Pull out every line below that contains the word "white", matching its case exactly.

#### [DATA]

■ ■ ■

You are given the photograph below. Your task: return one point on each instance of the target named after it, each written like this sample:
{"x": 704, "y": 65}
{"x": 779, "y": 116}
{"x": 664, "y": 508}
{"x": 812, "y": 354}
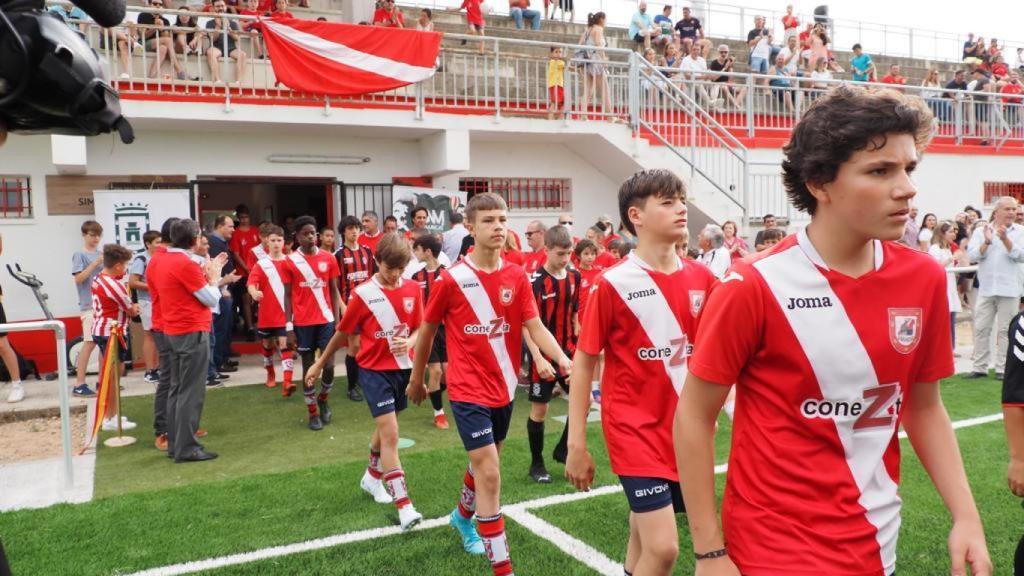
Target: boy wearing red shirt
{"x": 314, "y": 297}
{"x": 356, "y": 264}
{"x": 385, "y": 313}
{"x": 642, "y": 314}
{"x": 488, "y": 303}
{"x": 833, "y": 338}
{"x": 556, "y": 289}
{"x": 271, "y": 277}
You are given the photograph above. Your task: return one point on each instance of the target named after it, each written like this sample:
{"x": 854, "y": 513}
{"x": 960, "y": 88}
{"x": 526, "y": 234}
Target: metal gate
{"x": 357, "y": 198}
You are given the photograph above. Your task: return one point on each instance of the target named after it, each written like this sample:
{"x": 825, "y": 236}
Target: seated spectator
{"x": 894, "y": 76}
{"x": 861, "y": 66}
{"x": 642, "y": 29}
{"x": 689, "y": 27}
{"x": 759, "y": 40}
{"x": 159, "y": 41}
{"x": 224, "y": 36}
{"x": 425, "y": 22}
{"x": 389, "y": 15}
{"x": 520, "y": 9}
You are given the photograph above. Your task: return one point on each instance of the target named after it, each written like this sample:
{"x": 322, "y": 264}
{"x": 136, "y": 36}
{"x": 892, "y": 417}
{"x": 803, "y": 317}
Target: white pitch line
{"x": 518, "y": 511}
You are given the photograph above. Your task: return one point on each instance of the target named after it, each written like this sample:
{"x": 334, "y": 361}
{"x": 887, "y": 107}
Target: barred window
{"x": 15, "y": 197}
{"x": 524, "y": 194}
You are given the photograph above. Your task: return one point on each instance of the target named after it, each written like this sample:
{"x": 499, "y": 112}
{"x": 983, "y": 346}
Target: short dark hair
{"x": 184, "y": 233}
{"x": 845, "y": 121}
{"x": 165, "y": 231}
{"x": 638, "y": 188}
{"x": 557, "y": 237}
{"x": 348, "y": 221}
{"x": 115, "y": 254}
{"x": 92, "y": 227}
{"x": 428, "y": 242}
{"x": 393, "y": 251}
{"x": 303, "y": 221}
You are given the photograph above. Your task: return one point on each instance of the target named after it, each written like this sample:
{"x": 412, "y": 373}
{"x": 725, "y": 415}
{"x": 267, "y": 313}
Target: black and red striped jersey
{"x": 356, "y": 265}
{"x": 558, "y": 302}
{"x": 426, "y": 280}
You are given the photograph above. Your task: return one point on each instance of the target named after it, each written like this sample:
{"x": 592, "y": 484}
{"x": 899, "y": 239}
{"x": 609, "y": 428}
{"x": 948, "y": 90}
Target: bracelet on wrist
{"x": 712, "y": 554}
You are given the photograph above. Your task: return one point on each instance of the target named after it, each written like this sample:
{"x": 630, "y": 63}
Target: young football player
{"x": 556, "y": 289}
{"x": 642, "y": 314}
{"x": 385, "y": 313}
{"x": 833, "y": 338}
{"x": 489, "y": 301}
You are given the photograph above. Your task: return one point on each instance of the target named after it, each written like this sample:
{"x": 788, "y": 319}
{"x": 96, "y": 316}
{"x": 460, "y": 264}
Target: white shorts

■ ■ ■

#### [ANSWER TO THIS TASK]
Target: white pitch line
Target: white shorts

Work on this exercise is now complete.